** Task description **
Can you reproduce the listing below word for word, with the pictures left out?

== Materials provided

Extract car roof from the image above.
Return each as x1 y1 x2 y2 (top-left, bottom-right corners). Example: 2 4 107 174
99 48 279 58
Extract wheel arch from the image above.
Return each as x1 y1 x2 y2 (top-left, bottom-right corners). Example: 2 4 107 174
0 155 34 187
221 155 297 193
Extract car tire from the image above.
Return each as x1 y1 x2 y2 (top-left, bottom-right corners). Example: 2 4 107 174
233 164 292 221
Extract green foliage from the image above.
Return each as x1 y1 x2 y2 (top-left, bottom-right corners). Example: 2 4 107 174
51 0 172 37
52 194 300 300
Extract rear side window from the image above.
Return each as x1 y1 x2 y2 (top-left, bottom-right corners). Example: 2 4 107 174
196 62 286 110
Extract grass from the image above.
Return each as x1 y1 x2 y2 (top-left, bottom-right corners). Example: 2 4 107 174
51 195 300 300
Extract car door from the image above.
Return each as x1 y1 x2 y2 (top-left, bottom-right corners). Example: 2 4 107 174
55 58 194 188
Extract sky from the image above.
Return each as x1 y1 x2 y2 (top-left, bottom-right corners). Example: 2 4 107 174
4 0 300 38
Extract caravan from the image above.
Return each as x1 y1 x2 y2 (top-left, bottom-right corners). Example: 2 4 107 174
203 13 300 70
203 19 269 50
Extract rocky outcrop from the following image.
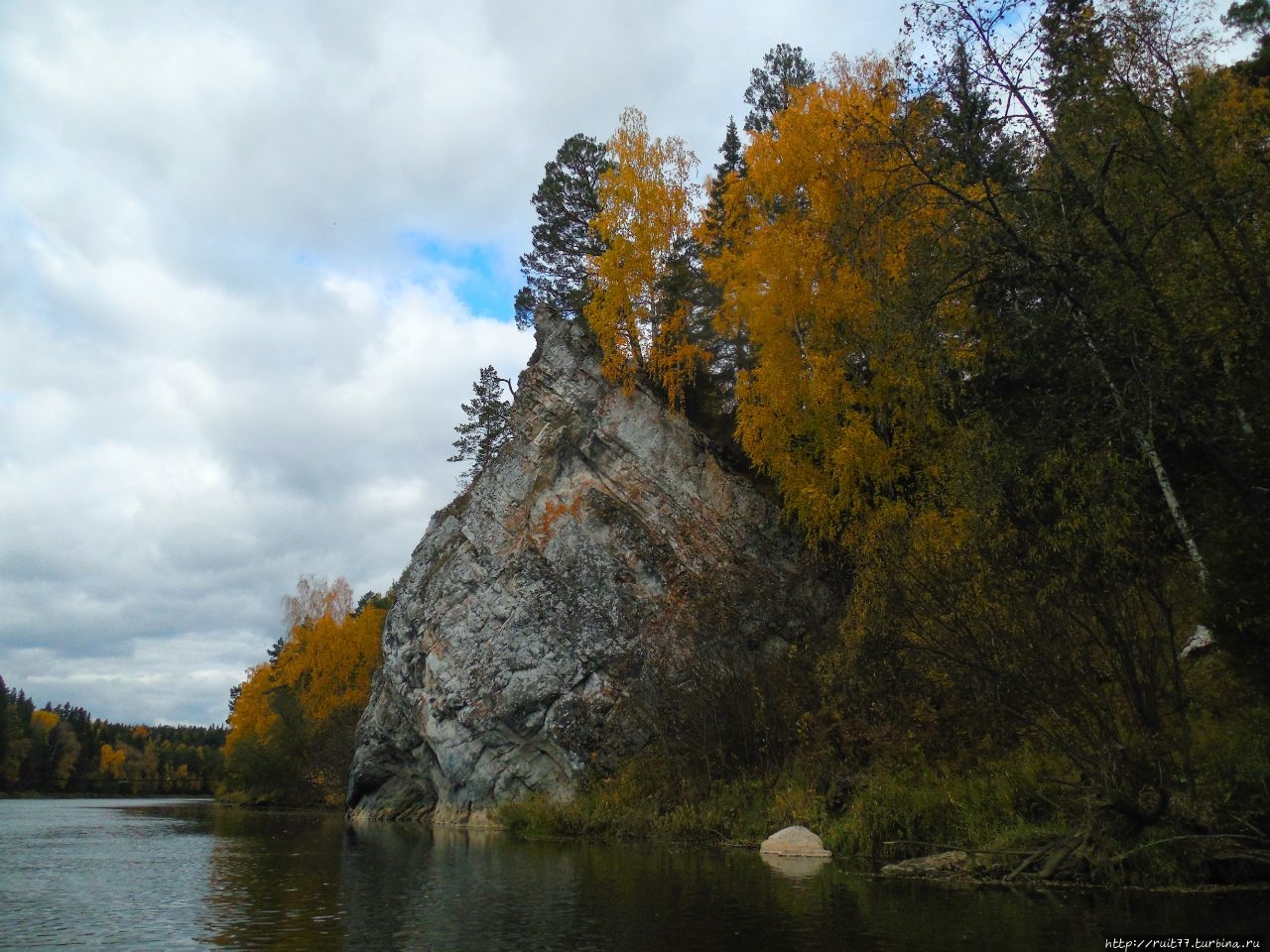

====

** Task solution **
Extract car roof from the image above.
Return each as x1 y1 x2 y2 (top-left, bottom-right corners). Example: 2 4 107 174
99 48 279 58
Extract wheel arch from the image above.
Return each as x1 y1 x2 y2 (top-left, bottom-right corners). Example: 2 4 107 174
0 155 34 187
221 155 297 193
Extract car tire from the image above.
Return each as x1 y1 x2 y2 (top-left, bottom-right corners). Example: 2 4 107 174
233 164 292 221
Extract green foliage from the image above.
Return each as x1 y1 x2 y2 (top-left, bottom-right corners). Example: 2 4 107 174
51 0 172 37
52 194 300 300
Extract rear side window from the image above.
Return each as x1 y1 x2 y2 (top-left, bottom-right corners). Example: 2 4 107 174
196 62 286 110
Extract grass from the image above.
Return each as x1 y1 x2 y2 (top-left, bottom-right corners). Example: 2 4 107 174
51 195 300 300
Extract car door from the image above.
Return each as x1 y1 x2 y2 (top-left, bottom-right corners). Example: 2 4 107 174
55 58 194 188
Extract sky from the image above.
Return each as x1 y1 x2 y2 (top-left, bottom-right corners). Example: 2 4 107 174
4 0 300 38
Extract caravan from the image above.
Return each as x1 y1 x2 y2 (top-left, bottom-right corners). Example: 2 4 107 174
203 13 300 70
203 19 269 50
Extract rocky outcrop from the following image.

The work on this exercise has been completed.